BEGIN DATASET EXCERPTS
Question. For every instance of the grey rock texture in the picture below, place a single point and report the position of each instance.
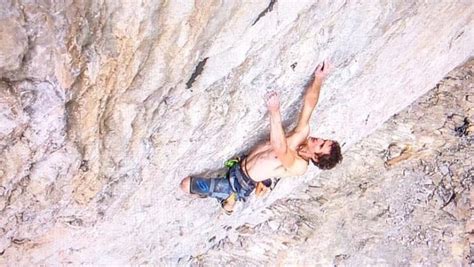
(402, 197)
(106, 105)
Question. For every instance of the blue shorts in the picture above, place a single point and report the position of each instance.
(222, 187)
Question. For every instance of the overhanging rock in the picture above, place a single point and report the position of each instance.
(106, 105)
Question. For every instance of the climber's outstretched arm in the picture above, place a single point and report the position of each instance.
(277, 134)
(311, 98)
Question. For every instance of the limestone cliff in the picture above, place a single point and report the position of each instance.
(106, 105)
END DATASET EXCERPTS
WHAT THE EXERCISE ASKS: Which lines run from the one with "Question. For every instance of the overhanging" through the end of the listing above? Restate them word for word, with nothing else.

ANSWER BOX:
Question. For every instance of the overhanging rock in the picture above, place a single point and report the position of each instance.
(106, 105)
Question. For every instance of the climber's outstretched arm in the picture above, place a single point and report the position of each instance.
(277, 134)
(311, 98)
Question. For every instance of the limestone cliff in the picture above, place a single point and report the position of each instance.
(106, 105)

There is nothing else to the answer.